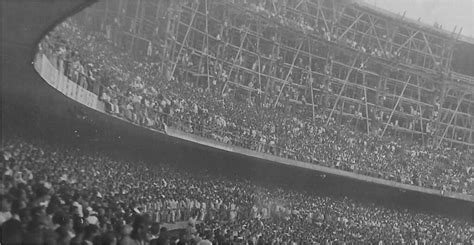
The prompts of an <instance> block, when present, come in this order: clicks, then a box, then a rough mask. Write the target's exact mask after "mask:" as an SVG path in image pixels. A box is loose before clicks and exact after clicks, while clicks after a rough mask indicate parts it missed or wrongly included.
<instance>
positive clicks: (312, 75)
mask: <svg viewBox="0 0 474 245" xmlns="http://www.w3.org/2000/svg"><path fill="white" fill-rule="evenodd" d="M308 50H309V53H310V54H311V51H312V50H311V41H310V40H309V39H308ZM308 72H309V87H310V89H311V106H312V111H313V123H315V122H316V120H315V112H314V91H313V81H314V80H313V56H312V55H310V56H309V71H308Z"/></svg>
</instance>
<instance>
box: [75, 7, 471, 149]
mask: <svg viewBox="0 0 474 245" xmlns="http://www.w3.org/2000/svg"><path fill="white" fill-rule="evenodd" d="M206 13H207V14H206ZM81 15H83V16H84V19H93V21H92V23H90V22H89V23H88V24H90V25H91V26H94V27H96V28H99V29H100V28H103V29H104V28H105V29H107V30H109V31H111V35H112V36H113V38H114V40H116V41H118V42H120V43H121V45H123V46H124V47H125V48H127V49H129V50H131V51H133V52H135V53H137V54H140V55H146V54H147V51H152V52H159V53H160V61H161V62H162V64H163V67H162V69H163V70H165V71H167V72H168V75H169V76H171V75H176V74H175V73H179V74H181V76H190V77H192V78H195V79H199V80H200V81H201V82H204V83H207V84H208V86H210V84H211V83H212V82H213V80H215V79H218V80H222V81H223V84H224V85H223V87H222V88H221V87H219V89H220V90H221V91H222V92H223V93H224V92H225V91H226V90H229V89H231V90H232V91H233V92H234V93H239V94H243V95H244V96H248V97H249V98H251V99H252V100H255V99H257V97H258V99H260V100H263V102H264V103H265V102H268V103H271V104H272V105H273V106H276V105H278V104H279V103H281V101H283V100H289V101H290V102H291V103H295V104H301V103H304V104H305V105H306V106H308V107H309V108H313V109H312V110H313V111H315V110H316V111H317V110H318V109H323V110H325V111H326V113H327V114H328V115H329V116H328V118H327V123H328V122H329V121H330V120H331V118H332V119H334V120H336V121H337V122H339V123H342V124H345V123H350V124H352V125H353V126H354V127H355V128H358V129H359V130H361V131H364V132H367V133H375V134H380V135H388V134H391V135H397V136H402V137H409V138H412V139H416V140H418V141H420V142H423V143H425V144H433V145H435V146H436V147H440V146H441V145H443V144H444V145H448V146H460V147H467V148H470V149H472V147H473V146H474V143H473V134H472V131H473V128H474V127H473V116H472V115H473V114H474V113H473V106H472V103H473V95H472V91H473V77H472V75H473V74H471V73H472V71H471V70H470V69H469V65H466V64H469V59H468V58H466V55H465V52H468V53H469V50H471V49H472V47H473V43H472V42H469V40H467V38H465V37H463V36H461V35H460V32H455V30H453V31H452V32H449V31H445V30H441V29H439V28H437V27H431V26H427V25H424V24H421V23H419V22H415V21H411V20H407V19H405V18H404V16H397V15H394V14H391V13H387V12H386V11H382V10H379V9H375V8H374V7H372V6H369V5H366V4H363V3H359V2H357V1H323V0H319V1H310V0H303V1H263V0H262V1H208V2H207V1H195V2H193V1H146V0H144V1H104V2H101V3H99V4H97V5H96V6H94V7H92V8H90V9H88V10H86V11H85V12H84V13H81ZM105 29H104V30H105ZM150 49H151V50H150ZM462 56H464V58H463V57H462ZM184 60H186V61H184ZM176 76H177V75H176ZM303 101H304V102H303ZM319 107H322V108H319ZM314 114H317V112H313V117H314V116H315V115H314Z"/></svg>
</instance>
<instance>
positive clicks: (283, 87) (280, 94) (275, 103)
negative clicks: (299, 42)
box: [273, 40, 304, 107]
mask: <svg viewBox="0 0 474 245" xmlns="http://www.w3.org/2000/svg"><path fill="white" fill-rule="evenodd" d="M303 42H304V41H303V40H301V42H300V46H299V47H298V50H297V51H296V54H295V57H293V62H292V64H291V67H290V70H288V74H286V78H285V82H284V83H283V85H282V86H281V89H280V93H279V94H278V97H277V99H276V101H275V104H274V105H273V107H276V105H277V104H278V101H279V100H280V96H281V94H282V93H283V89H285V85H286V84H287V83H288V78H290V75H291V74H292V72H293V67H294V66H295V62H296V59H297V57H298V54H299V53H300V50H301V47H303Z"/></svg>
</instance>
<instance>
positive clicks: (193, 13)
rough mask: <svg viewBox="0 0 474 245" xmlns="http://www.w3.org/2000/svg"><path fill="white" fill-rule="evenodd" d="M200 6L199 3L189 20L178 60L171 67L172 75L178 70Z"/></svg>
mask: <svg viewBox="0 0 474 245" xmlns="http://www.w3.org/2000/svg"><path fill="white" fill-rule="evenodd" d="M198 8H199V3H197V4H196V8H195V9H194V12H193V15H192V17H191V21H190V22H189V25H188V29H187V30H186V34H185V35H184V38H183V41H182V42H181V47H180V48H179V50H178V54H177V55H176V61H175V62H174V64H173V68H172V69H171V76H173V75H174V72H175V70H176V66H177V65H178V63H179V59H180V56H181V52H182V51H183V48H184V45H185V43H186V40H187V39H188V36H189V33H190V32H191V27H192V26H193V22H194V17H196V13H197V10H198ZM176 41H178V40H176Z"/></svg>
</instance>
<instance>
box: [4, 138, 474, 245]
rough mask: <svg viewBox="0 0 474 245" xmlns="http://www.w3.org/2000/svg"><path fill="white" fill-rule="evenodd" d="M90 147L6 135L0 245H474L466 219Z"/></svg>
mask: <svg viewBox="0 0 474 245" xmlns="http://www.w3.org/2000/svg"><path fill="white" fill-rule="evenodd" d="M92 148H93V147H91V146H88V147H86V146H80V145H75V146H72V145H65V144H58V143H50V142H46V141H44V140H38V139H35V138H31V137H24V136H18V135H17V134H14V135H11V134H9V135H8V136H5V137H4V138H3V144H2V148H1V154H2V155H1V156H0V157H1V158H0V160H1V166H0V168H1V173H2V175H1V177H2V181H1V184H0V186H1V188H0V203H1V210H0V228H1V232H0V235H1V241H2V244H48V245H49V244H58V245H59V244H94V245H96V244H121V245H137V244H143V245H144V244H150V245H152V244H369V243H371V244H473V242H474V241H473V239H474V224H473V223H472V222H469V221H466V220H460V219H453V218H450V217H446V216H440V215H433V214H425V213H418V212H413V211H410V210H406V209H394V208H388V207H385V206H380V205H375V204H371V203H365V202H361V201H356V200H353V199H350V198H347V197H343V196H327V195H325V194H320V193H315V192H312V191H304V190H295V189H293V188H291V187H289V186H285V185H281V184H274V183H265V182H257V181H256V180H252V179H247V178H245V177H239V176H234V177H229V176H227V175H226V176H224V175H221V174H220V173H217V172H209V171H206V170H204V169H201V170H196V169H193V170H192V171H190V170H187V169H186V168H182V167H178V166H176V165H173V164H167V163H163V162H161V161H160V160H156V161H154V162H150V161H147V160H143V159H140V158H139V157H137V156H132V155H127V153H123V152H122V153H117V152H115V153H113V152H105V151H97V150H93V149H92ZM180 221H186V222H184V224H185V227H181V228H184V229H180V232H178V233H177V234H176V233H172V232H170V231H168V230H167V229H166V227H167V225H166V224H169V223H175V222H176V223H180ZM181 223H183V222H181Z"/></svg>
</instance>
────────────────────────────────────────
## The task
Output as a numbered list the lines from the start of the items through the line containing "positive clicks: (312, 75)", omitting the picture and any blank lines.

## The answer
1. The prompts of an <instance> block, when present, come in this order: clicks, then a box, then a rough mask. Write the target's exact mask after "mask:" as an SVG path in image pixels. A box is loose before clicks and exact after clicks, while clicks after a rough mask indicate parts it missed or wrongly included.
2. <instance>
3. positive clicks: (312, 75)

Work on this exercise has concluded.